No claim is made here to an exhaustive review of Antarctica mass balance studies, but an attempt has been made to consider different tools and results. The article is thus structured around a discussion of these different tools, namely: (1) the comparison between mass input and mass output, or the ‘component survey’, (2) the integrated measurement of the volume either through satellite remote sensing or from in situ measurements, (3) the ice sheet dynamics and heuristic or stochastic modelling based on climate forcing.
2 The component survey
The component (or flux) approach to mass balance consists of algebraically summing mass input, i.e. net mass balance at the surface and the mass output of solid ice from the ice sheet.
2.1 Input measurements
Snow accumulation or surface mass balance on the Antarctic Plateau is the sum of precipitation, sublimation/deposition and wind-blown snow. Its estimation by compilation and interpolation work [16,54] has indicated that surface mass balance estimates tend to converge towards a common value, suggesting a residual error of less than 10% for the Antarctic ice sheet (equivalent to a sea-level rise of ). However, ITASE research has indicated a high variability of surface mass balance and also that single core, stake or snow pit measurements are not representative of geographical/environmental characteristics of the site. The new data collected in the ITASE framework or associated with projects for deep drilling surveys (Dome C, DML, Siple Dome, US West Antarctica, Law Dome, Dome Fuji, etc.) show systematic biases with respect to previous compilations of up to 65% [8,28]. Most of the data for East Antarctica used for the snow surface compilation [16,54] were collected during the 1960s, using snow pit stratigraphy, which generally overestimates accumulation rates [31]. In addition, there are large gaps in data coverage, due to the very sparse distribution of in situ measurements (1860 accumulation data points for about 12 million square kilometres, i.e. one data point every 6500 km2), particularly in East Antarctica.
Moreover, satellite image analysis enables the discovery of unexpected surface features as shown in Fig. 3 (megadune, wide glazed surface, etc.) due to a feedback system between the cryosphere and the atmosphere [6,9]. Field observations have shown that the interaction of surface wind with subtle variations of surface slope along the wind direction has a considerable impact on the spatial distribution of snow on short and long spatial scales [10]. Wind-driven ablation greatly affects the surface mass balance. Our idea of a flat ice sheet surface and homogeneous snow accumulation variability over the Antarctic ice sheet has radically altered. Most snow variability has previously been linked to the redistribution process (erosion/deposition) leading to dune/sastrugi formation, but detailed field surveys have pointed out that the redistribution process is a local effect that has a strong impact on the annual scale variability of accumulation (i.e. noise). The high variability of surface mass balance is due to ablation processes driven by katabatic winds (wind scouring, surface and blowing sublimation); only megadunes and some occasional transversal dunes show depositional features [8].

[LISTED ENTRIES]:

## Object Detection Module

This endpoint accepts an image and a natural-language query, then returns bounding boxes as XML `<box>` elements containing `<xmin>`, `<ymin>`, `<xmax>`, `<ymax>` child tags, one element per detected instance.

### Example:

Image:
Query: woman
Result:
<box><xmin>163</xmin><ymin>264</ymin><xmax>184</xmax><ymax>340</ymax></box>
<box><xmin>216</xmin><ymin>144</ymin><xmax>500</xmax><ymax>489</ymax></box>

[TASK DIRECTIONS]:
In the Antarctic mass balance text, rewrite the paragraph beginning "Moreover, satellite image analysis" as a concise bulleted list that keeps its main facts.

[RIGHT ANSWER]:
- Satellite image analysis has revealed unexpected surface features, such as megadunes and wide glazed surfaces, which result from a feedback system between the cryosphere and the atmosphere.
- Field observations show that surface wind interacting with subtle slope variations along the wind direction strongly affects how snow is distributed on both short and long spatial scales.
- Wind-driven ablation greatly affects surface mass balance.
- The earlier view of a flat ice sheet surface with homogeneous snow accumulation variability has radically changed.
- Snow variability was previously attributed mostly to redistribution (erosion/deposition) forming dunes and sastrugi. Detailed field surveys show that this process is local and mainly drives annual-scale variability (noise).
- The high variability of surface mass balance is due to ablation driven by katabatic winds (wind scouring, surface and blowing sublimation). Only megadunes and some occasional transversal dunes show depositional features.